─── TEXTO PARA LEER

Don Emilio acreditó, durante toda su vida, una bien merecida fama de tragón impenitente, aunque en atención a la elevada posición social y política del personaje, sus contemporáneos lo llamaran gastrónomo o gourmet en vez de glotón. En su tiempo, sus hazañas gastronómicas, es decir los atracones pantagruélicos a los que era capaz de sobrevivir, corrían de boca en boca. Sin embargo este aspecto de su biografía ha sido olvidado por la historia, sin duda eclipsado por su importancia política y por su genialidad retórica que lo convirtió, en opinión de muchos, en el mejor orador que ha conocido el Parlamento español.
Pero, en relación con su faceta tragaldabas, don José Guardiola y Ortiz recoge una anécdota muy significativa en su libro GASTRONOMÍA ALICANTINA, publicado en 1936 y reeditado después varias veces.
En 1880, don Emilio Castelar lo había sido ya todo en política: parlamentario, senador, ministro, presidente del senado y presidente de la nación. En ese año de gracia, fue invitado junto con otros amigos y correligionarios, a una comida que organizaba don Eleuterio Maisonnave y Cutayar en una de sus fincas próximas a Alicante. La hora de la cita era la una del mediodía y, como suele ocurrir, los invitados fueron llegando con algo de antelación para disfrutar con las libaciones que abren el apetito y acompañan la amena charla que precede al condumio propiamente dicho. Todos menos el invitado de honor que se estaba haciendo esperar más de lo que aconseja la urbanidad.

──────

TAREAS A REALIZAR:
A. Vuelve a escribir las filas que van desde la línea que contiene "In this exercise you will locate the green" hasta la que contiene "point(875, 63)", ambas incluidas, con sus instrucciones, y mueve cada punto de las respuestas sumando 101 a cada coordenada. No copies ninguna otra línea.
B. Escribe lo que sigue de la anécdota sobre la comida de Emilio Castelar cerca de Alicante, empezando justo después de la última oración.

─── FILAS DADAS

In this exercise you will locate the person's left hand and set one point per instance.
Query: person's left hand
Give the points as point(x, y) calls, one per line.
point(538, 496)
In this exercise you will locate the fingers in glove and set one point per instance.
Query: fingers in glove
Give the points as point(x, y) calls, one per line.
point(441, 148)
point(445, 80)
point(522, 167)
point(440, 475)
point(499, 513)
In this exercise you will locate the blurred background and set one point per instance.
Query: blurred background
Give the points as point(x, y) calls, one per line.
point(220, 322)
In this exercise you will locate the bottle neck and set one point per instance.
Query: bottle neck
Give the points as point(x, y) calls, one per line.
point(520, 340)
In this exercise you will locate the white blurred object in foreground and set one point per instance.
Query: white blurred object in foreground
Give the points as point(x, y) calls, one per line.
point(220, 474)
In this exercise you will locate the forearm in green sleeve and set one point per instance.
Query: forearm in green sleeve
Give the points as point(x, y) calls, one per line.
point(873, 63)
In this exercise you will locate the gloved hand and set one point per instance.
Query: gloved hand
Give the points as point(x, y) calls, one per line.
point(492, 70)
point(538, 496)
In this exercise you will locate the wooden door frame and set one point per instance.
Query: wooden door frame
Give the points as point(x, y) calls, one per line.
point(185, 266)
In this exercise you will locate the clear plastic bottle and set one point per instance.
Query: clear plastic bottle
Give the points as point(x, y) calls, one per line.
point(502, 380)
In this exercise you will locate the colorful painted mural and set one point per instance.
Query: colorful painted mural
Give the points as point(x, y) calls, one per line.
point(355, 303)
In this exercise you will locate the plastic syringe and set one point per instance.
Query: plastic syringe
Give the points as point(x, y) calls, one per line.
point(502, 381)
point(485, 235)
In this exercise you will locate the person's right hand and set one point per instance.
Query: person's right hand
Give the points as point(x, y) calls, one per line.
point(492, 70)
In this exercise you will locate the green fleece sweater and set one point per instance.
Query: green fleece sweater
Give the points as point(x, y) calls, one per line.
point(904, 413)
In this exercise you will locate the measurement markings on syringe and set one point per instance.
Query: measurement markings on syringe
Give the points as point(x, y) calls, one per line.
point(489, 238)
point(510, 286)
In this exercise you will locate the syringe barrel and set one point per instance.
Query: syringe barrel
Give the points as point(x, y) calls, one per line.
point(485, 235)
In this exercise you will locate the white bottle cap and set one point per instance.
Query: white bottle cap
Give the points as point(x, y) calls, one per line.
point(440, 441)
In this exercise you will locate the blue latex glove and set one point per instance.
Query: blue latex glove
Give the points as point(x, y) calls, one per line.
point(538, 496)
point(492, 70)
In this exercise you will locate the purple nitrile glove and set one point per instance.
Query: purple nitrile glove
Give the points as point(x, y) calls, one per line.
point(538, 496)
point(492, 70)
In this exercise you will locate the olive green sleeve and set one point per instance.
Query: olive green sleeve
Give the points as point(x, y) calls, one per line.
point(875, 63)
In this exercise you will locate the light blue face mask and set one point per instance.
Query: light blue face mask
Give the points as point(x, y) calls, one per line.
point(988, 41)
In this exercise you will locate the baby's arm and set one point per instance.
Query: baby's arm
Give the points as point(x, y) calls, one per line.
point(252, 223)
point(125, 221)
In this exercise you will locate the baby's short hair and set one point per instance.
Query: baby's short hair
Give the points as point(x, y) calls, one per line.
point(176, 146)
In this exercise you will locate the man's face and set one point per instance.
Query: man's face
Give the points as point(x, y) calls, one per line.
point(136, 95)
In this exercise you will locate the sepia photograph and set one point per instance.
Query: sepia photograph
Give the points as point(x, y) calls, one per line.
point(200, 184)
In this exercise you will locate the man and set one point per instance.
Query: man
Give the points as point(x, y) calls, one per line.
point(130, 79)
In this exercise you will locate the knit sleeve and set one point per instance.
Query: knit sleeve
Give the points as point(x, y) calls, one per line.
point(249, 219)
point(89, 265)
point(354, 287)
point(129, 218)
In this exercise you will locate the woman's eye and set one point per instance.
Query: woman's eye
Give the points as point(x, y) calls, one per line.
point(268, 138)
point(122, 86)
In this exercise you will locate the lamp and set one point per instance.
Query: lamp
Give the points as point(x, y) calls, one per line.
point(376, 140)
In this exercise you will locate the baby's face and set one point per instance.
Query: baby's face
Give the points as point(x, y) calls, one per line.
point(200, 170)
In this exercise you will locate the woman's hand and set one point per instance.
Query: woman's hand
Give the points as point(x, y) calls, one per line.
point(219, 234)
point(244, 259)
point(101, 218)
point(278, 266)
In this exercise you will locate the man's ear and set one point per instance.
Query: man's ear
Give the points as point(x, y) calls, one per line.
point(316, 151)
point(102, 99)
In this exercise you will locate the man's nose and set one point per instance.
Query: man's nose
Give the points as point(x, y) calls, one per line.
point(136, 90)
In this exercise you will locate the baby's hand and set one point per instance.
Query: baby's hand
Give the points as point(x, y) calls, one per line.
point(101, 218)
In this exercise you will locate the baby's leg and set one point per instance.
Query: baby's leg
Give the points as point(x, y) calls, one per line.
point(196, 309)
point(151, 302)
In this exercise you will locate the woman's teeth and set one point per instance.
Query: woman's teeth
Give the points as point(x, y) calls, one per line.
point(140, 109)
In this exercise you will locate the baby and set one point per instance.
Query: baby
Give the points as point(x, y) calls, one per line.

──────

RESPUESTAS POR TAREA:
A.
In this exercise you will locate the green fleece sweater and set one point per instance.
Query: green fleece sweater
Give the points as point(x, y) calls, one per line.
point(1005, 514)
In this exercise you will locate the measurement markings on syringe and set one point per instance.
Query: measurement markings on syringe
Give the points as point(x, y) calls, one per line.
point(590, 339)
point(611, 387)
In this exercise you will locate the syringe barrel and set one point per instance.
Query: syringe barrel
Give the points as point(x, y) calls, one per line.
point(586, 336)
In this exercise you will locate the white bottle cap and set one point per instance.
Query: white bottle cap
Give the points as point(x, y) calls, one per line.
point(541, 542)
In this exercise you will locate the blue latex glove and set one point per instance.
Query: blue latex glove
Give the points as point(x, y) calls, one per line.
point(639, 597)
point(593, 171)
In this exercise you will locate the purple nitrile glove and set one point per instance.
Query: purple nitrile glove
Give the points as point(x, y) calls, one per line.
point(639, 597)
point(593, 171)
In this exercise you will locate the olive green sleeve and set one point per instance.
Query: olive green sleeve
Give the points as point(x, y) calls, one per line.
point(976, 164)

B.
Transcurrida la primera media hora llamada “de cortesía”, la ausencia de don Emilio se fue haciendo más grandilocuente que sus bien construidos discursos, y resultaba más altisonante a medida que pasaban los minutos.
A eso de las dos, los invitados exteriorizaban ya claros signos de impaciencia y el anfitrión, que era de genio vivo y nada inclinado a la mansedumbre, manifestaba indignado su intención de ordenar que se sirviese la comida, mientras que sus más íntimos trataban de sosegarlo y disuadirlo haciéndole ver lo inconveniente que sería ofender a un personaje como Castelar.
Sobre las dos y media, se habían agotado ya tanto los argumentos de los apaciguadores como la paciencia de Maisonnave que iniciaba la marcha hacia la mesa, cuando apareció al fin Castelar, agitado, sudoroso, pidiendo mil perdones y ofreciendo mil excusas.
De inmediato se sirvió el arroz con costra que se había dispuesto para halagar el gusto del invitado de honor y, conociendo su buen apetito, se le sirvió un plato con colmo. El arroz debía de estar necesariamente pasado tras un reposo tan prolongado, pero todos tuvieron el buen gusto de alabar su excelencia, y por encima de todos destacó don Emilio que, tal vez para hacerse perdonar el retraso, pidió repetir y dio buena cuenta de un segundo plato tan colmado como el primero. Y con idéntico apetito despachó las restantes delicias, el postre, los dulces, el café y la copa.
La anécdota no hubiera tenido mayor importancia de no ser porque en España todo termina sabiéndose más pronto que tarde. Y a pesar de la absoluta discreción de don Emilio, aquella misma tarde trascendió el verdadero motivo de su retraso y sus compañeros de ágape quedaron asombrados al conocerlo: Castelar había estado comiendo previamente en casa de don Ramón Vidal, donde se había zampado ¡otros dos platos de arroz con costra!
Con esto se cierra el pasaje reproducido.